• _Exercise_
Turn the lines of the listing below into a JSON list of strings, one string per line and blank lines left out. Include only the lines from the one containing "the ship deck." through the end of the listing, both ends included.

• _Records for this exercise_
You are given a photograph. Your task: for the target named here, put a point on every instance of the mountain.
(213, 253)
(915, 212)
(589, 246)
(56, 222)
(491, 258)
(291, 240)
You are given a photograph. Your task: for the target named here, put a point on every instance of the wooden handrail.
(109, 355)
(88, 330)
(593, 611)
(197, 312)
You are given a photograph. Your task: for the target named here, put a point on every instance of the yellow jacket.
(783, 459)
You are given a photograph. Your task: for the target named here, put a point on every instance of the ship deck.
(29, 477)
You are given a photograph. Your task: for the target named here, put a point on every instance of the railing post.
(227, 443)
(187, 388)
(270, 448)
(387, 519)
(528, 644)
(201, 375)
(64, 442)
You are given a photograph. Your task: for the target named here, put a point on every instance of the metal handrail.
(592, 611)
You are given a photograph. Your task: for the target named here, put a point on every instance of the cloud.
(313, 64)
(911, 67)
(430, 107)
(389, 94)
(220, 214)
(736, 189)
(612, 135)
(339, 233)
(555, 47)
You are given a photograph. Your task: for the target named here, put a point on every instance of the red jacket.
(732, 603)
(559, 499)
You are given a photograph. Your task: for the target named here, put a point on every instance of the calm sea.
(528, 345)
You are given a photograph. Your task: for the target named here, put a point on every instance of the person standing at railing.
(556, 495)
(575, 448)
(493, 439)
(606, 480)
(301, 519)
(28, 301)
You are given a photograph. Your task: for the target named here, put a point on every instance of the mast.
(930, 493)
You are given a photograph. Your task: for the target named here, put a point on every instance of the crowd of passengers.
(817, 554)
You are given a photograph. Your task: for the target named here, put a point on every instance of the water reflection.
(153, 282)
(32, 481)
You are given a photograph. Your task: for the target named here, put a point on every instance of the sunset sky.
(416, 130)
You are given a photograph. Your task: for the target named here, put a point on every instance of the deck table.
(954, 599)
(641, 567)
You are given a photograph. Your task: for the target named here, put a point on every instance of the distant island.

• _Result for this task_
[
  "You are given a photograph. Your task: for the target named here, put a point on every instance of the ship deck.",
  "(29, 477)",
  "You are given a photograph. Your task: for the target named here, put a point on every instance of the railing post.",
  "(227, 443)",
  "(187, 388)",
  "(270, 448)",
  "(387, 519)",
  "(528, 644)",
  "(201, 375)",
  "(64, 442)",
  "You are given a photograph. Your task: for the target named here, put a point on every instance of the metal handrail.",
  "(592, 611)",
  "You are given a photograph. Your task: for the target named here, put a point on every instance of the cloud.",
  "(313, 64)",
  "(911, 67)",
  "(430, 107)",
  "(389, 94)",
  "(220, 214)",
  "(736, 189)",
  "(612, 135)",
  "(339, 233)",
  "(555, 47)",
  "You are given a photograph. Your task: for the target named here, put a point on every instance of the red jacket.",
  "(732, 603)",
  "(559, 499)",
  "You are given a photograph. Your task: for the target named here, put a point on every instance of the calm sea.",
  "(528, 345)",
  "You are given a photograph. Your task: for the target named here, put a point on every instance of the person standing at railing.",
  "(556, 495)",
  "(575, 448)",
  "(493, 439)",
  "(606, 480)",
  "(301, 519)",
  "(28, 301)",
  "You are given a photograph. Your task: for the target named here, put a point on every instance of the mast.",
  "(930, 493)",
  "You are given a photograph. Your task: for the target named here, put a point on every instance of the crowd of passengers.",
  "(817, 554)",
  "You are given a photograph. Your task: for the target named here, put a point on every instance of the water reflection.",
  "(153, 282)",
  "(32, 481)",
  "You are given a photograph. Your task: for the target named here, put a point on every instance of the sunset sky.",
  "(416, 130)",
  "You are given a photograph. Your task: for the target named here, put a point on every instance of the deck table.",
  "(954, 599)",
  "(641, 567)",
  "You are given a photograph. Your task: for the target named here, put a point on every instance of the distant island."
]